Text provided:
=== Begin Enclosure ===

Unprecedented insight into memory champion’s brain reveals his tricks

Nelson Dellis is a six-time US memory champion who once memorised the order of a shuffled deck of cards in 40.7 seconds and knows the first 10,000 digits of pi. Now, scientists have studied his brain in unprecedented detail, revealing how he achieved such feats and how we can acquire some of the same skills.

Dellis claims he had an average memory until around 25 years old, when his grandmother’s decline from Alzheimer’s disease inspired him to start memory training for hours every day, including memorising numbers, names and words. “I still train my memory regularly,” he says. “It’s like a muscle; if you don’t use it, it fades.”

While memory impairment – like that which occurs with dementia – has been widely studied, less is known about people with extraordinary memory. To address this gap, researchers – including scientists at Washington University in St. Louis, Missouri – have turned to Dellis.

Dellis had his brain extensively scanned for a total of around 13 hours in 2015 and 2021 while he rested and was tested on his memory. In one of the tests, Dellis was asked to repeatedly remember a set of four to seven words that each flashed on a screen for just over 1 second. He was told to use rote memorisation, a technique that involves repeating things over and over to make them stick.

“You’re lying still in a scanner trying to memorise things, which is not exactly how I normally train, but it was really cool to be part of something that’s trying to bridge the gap between what memory athletes do and what science can measure,” says Dellis. His brain activity was then compared with that of two scientists, who acted as the controls and were deemed to have very good – but not extraordinary – memories.

The Washington University in St. Louis researchers have now analysed this data, and found that Dellis and the controls had similar brain activity during the task. Across all three individuals, electrical signalling increased in their retrosplenial, extrastriate visual and dorsal frontal cortices, which are linked to navigation, visual information and working memory, respectively. But Dellis doesn’t generally use rote memorisation. “Rote memorisation is a terrible approach to memorising, but it’s what most people know how to do,” he says.

To step things up, another task – which was done only by Dellis – involved him memorising the order of a shuffled deck of cards while his brain was scanned. This time, Dellis employed the method of loci, also known as a memory palace. This involves associating information with specific locations, such as within your house, and then mentally walking through it to recall the information in order. “That simple shift, from abstract to visual, is the foundation of almost every memory technique I use,” says Dellis.

=== End Enclosure ===

Material shown:
=== Begin Enclosure ===

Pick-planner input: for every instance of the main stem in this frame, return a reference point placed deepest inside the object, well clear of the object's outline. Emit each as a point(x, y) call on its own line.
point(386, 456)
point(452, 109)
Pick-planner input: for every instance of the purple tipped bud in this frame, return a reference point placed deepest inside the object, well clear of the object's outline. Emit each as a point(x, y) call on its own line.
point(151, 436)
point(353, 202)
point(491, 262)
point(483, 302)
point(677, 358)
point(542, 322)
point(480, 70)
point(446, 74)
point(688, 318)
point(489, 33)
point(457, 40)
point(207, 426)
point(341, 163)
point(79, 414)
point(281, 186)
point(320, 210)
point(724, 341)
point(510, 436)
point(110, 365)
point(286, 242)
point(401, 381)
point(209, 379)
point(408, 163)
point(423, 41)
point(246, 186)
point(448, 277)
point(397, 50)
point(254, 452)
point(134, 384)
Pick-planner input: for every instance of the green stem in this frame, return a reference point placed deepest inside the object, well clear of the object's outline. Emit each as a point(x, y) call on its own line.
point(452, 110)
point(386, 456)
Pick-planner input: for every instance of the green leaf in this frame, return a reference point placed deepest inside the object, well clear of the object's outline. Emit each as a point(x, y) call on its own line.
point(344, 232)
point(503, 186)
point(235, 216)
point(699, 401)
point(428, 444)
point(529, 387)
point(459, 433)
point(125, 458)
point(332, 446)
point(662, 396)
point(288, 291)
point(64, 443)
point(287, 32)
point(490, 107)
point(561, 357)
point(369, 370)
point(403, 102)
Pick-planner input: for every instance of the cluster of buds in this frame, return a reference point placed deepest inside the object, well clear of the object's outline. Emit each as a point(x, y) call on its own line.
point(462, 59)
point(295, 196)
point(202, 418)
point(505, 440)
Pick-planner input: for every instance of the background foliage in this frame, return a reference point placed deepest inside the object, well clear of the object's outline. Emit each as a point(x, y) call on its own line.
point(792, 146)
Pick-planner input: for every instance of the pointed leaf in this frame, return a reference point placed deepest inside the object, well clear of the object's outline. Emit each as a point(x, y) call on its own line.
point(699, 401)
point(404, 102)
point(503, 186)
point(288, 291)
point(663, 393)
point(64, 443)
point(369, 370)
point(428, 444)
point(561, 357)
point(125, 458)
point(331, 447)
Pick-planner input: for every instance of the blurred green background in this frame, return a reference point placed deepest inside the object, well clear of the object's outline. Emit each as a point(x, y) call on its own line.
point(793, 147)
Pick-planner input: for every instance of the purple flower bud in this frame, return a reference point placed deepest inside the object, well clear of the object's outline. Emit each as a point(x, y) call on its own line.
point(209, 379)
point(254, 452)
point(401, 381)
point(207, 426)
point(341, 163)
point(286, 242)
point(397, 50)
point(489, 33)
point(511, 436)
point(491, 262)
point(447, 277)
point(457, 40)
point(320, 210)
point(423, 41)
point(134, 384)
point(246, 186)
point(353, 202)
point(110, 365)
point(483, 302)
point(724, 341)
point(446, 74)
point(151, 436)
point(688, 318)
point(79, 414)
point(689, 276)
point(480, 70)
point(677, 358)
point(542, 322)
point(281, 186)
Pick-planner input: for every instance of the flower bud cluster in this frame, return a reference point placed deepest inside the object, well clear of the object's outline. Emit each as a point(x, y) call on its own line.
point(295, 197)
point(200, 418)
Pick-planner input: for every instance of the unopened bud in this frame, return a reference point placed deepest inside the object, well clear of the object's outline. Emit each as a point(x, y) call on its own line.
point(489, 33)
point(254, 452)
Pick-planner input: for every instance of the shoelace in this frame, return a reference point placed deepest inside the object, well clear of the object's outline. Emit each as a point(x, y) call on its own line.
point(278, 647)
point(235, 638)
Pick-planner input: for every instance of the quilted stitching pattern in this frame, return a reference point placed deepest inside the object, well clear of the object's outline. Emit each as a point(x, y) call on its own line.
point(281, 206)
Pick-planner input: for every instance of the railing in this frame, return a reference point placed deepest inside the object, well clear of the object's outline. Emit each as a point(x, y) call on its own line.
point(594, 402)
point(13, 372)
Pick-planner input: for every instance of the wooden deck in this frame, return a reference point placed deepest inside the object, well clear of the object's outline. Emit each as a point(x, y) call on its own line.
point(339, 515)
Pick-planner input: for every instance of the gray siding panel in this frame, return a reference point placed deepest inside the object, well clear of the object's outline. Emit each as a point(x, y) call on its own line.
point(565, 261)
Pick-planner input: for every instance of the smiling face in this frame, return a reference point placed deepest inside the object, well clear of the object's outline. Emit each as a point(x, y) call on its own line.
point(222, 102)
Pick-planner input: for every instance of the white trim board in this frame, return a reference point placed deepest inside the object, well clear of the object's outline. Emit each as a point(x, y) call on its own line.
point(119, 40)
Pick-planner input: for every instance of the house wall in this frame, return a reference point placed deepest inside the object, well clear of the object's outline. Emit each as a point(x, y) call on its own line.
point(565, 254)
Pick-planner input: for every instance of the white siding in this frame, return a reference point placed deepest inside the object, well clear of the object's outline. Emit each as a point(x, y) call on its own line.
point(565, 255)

=== End Enclosure ===

Work instruction 1:
Based on the article about the memory champion's brain, say whether each statement below agrees with it, answering yes or no and quoting the words that decide it.
(a) Dellis's brain was scanned in both 2015 and 2021.
(b) The two scientists serving as controls also memorized a shuffled deck of cards in the scanner.
(c) Dellis says his memory was exceptional from a young age.
Work instruction 2:
Quote the article about the memory champion's brain, everything from "Unprecedented insight into" down to "the same skills.".

Response area 1:
(a) Yes: "Dellis had his brain extensively scanned for a total of around 13 hours in 2015 and 2021"
(b) No: "another task – which was done only by Dellis – involved him memorising the order of a shuffled deck of cards"
(c) No: "Dellis claims he had an average memory until around 25 years old"

Response area 2:
Unprecedented insight into memory champion’s brain reveals his tricks

Nelson Dellis is a six-time US memory champion who once memorised the order of a shuffled deck of cards in 40.7 seconds and knows the first 10,000 digits of pi. Now, scientists have studied his brain in unprecedented detail, revealing how he achieved such feats and how we can acquire some of the same skills.